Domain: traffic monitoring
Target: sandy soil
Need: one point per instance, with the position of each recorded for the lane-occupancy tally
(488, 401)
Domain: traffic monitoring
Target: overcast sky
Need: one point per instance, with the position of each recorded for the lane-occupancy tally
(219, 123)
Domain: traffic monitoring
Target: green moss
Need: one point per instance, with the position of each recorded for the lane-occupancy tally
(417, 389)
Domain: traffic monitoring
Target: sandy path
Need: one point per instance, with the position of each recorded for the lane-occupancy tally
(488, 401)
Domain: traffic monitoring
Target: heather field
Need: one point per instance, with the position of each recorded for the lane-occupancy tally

-*-*-

§ WHAT IS REQUIRED:
Output the entire data exactly, line for line.

§ WRITTEN REPLY:
Domain: traffic monitoring
Target: sandy soil
Need: one point per instance, with the position of each recorded for the lane-occupancy tally
(488, 401)
Domain: traffic monitoring
Target: overcast sky
Need: one point per instance, with the position of each recorded for the lane-occupancy tally
(219, 123)
Domain: traffic monitoring
Target: green moss
Need: one point per instance, with the position of each recorded for the lane-occupancy tally
(417, 389)
Domain: traffic monitoring
Target: sandy path
Need: one point per instance, with the position of each recorded for the lane-occupancy tally
(488, 401)
Domain: traffic monitoring
Target: heather field
Need: one point per instance, with the position of each recorded for the lane-occupancy tally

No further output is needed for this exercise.